#### Quoted passage:
....

This First Amendment to the Development and Distribution Agreement (the “First Amendment”) is effective as of June 30, 2002 (the “Amendment Effective Date”) between TiVo Inc., a Delaware corporation (“TiVo”), and America Online, Inc., a Delaware Corporation (“AOL”).
 
RECITALS
 
WHEREAS, AOL and TiVo are Parties to that certain Development and Distribution Agreement dated as of April 30, 2002 (the “Agreement”); and
 
WHEREAS, the Parties desire to modify certain terms of the Agreement, as provided below.
 
NOW, THEREFORE, for good and valuable consideration, the receipt and sufficiency of which are hereby acknowledged, AOL and TiVo agree as follows:
 
TERMS
 
1.    Defined Terms.  Capitalized terms used but not otherwise defined herein shall have the meanings given thereto in the Agreement.
 
2.    Amendments.  The Parties hereby amend the Agreements as follows:
 
 
a)
 
    Section 3.1(d): This Section 3.1(d) shall be deleted and replaced in its entirety with the following: “The Parties acknowledge that they have mutually agreed upon the Acceptance Criteria with respect to the Mercury Application only. In the event that the Parties proceed with the Second Phase, the Parties work in good faith to mutually agree upon Acceptance Criteria for the Second Phase within sixty (60) days of the Second Phase Election, as defined in Section 2.”

....

#### Task set:
**a)** Decide whether each statement agrees with the TiVo–AOL amendment excerpt: (i) the First Amendment takes effect as of June 30, 2002; (ii) AOL is described as a California corporation; (iii) the Parties have already agreed on Acceptance Criteria for both the Mercury Application and the Second Phase. For each, answer yes or no and quote the deciding words.
**b)** Carry on the TiVo–AOL amendment excerpt from the point where it stops, in the same contractual style.

#### Material supplied:
....

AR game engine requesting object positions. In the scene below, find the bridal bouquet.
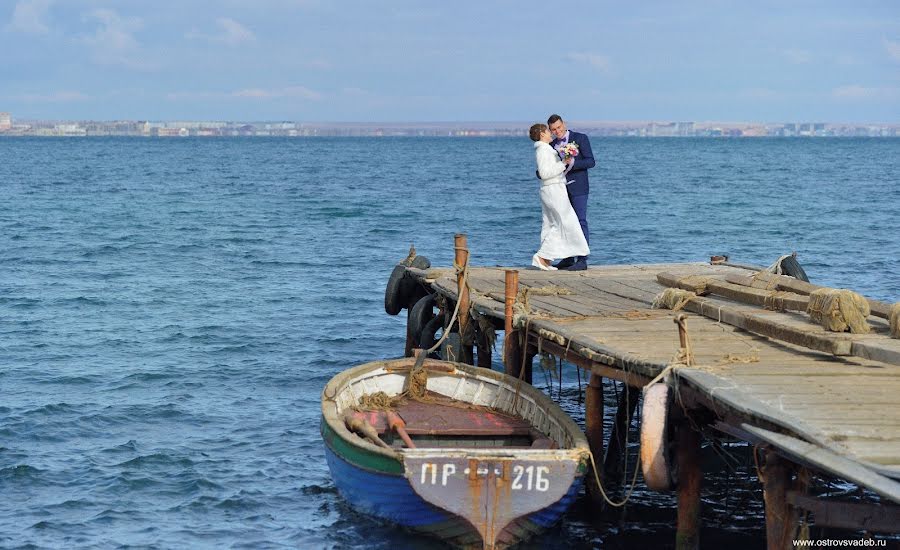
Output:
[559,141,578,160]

....

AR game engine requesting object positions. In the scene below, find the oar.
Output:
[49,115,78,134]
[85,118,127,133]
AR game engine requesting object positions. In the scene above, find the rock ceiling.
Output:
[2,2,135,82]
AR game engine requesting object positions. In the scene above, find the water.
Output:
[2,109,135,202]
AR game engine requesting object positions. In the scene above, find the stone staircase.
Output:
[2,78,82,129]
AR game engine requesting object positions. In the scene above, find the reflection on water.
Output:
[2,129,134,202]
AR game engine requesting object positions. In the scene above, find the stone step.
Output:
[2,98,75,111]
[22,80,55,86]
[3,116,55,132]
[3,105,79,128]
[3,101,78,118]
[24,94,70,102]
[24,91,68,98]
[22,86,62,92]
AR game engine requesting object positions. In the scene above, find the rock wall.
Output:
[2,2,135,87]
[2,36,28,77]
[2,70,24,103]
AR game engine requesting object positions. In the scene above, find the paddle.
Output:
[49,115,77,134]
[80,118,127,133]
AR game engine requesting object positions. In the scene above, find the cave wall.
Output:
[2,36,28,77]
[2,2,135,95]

....

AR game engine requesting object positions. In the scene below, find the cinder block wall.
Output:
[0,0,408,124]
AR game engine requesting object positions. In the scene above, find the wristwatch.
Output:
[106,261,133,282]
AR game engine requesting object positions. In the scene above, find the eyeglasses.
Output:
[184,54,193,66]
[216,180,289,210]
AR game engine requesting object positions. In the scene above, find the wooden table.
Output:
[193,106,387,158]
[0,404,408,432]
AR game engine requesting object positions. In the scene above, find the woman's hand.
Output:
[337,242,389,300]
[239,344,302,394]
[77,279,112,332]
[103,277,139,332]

....

#### Task-by-task answers:
**a)**
(i) Yes: "is effective as of June 30, 2002"
(ii) No: "America Online, Inc., a Delaware Corporation"
(iii) No: "mutually agreed upon the Acceptance Criteria with respect to the Mercury Application only"

**b)**
 
 
b)
 
    Section 3.2: “Each Party’s obligations set forth in this Section 3.2 solely with respect to the AOL TV Application shall be applicable if and only if the Parties proceed with the Second Phase.”
 
 
c)
 
    Section 3.2(b): The word and number “sixty (60)” appearing in the first and seventh lines of Section 3.2(b) shall be stricken and replaced in each instance with the following word and number “ninety (90)”.
 
 
d)
 
    Section 3.2(c)(ii): The word “Deliverables” in the first line of Section 3.2(c)(ii) shall be stricken and replace with the words “each Deliverable”.
 
 
e)
 
    Section 3.2(g): The words “the Effective Date” in the first, second and third lines of Section 3.2(g) shall be stricken and replaced with the following words: “the Parties’ agreeing to terms to proceed with the Second Phase”.
 
 
f)
 
    Section 4.1: “Each Party’s obligations set forth in this Section 4.1 solely with respect to the AOL TV Application shall be applicable if and only if the Parties proceed with the Second Phase.”
 
 
g)
 
    Section 4.2: The following words shall be added following the closed parenthesis at the end of the first sentence of Section 4.2: “if AOL, in its sole discretion, decides to proceed with the AOL Keyboard.”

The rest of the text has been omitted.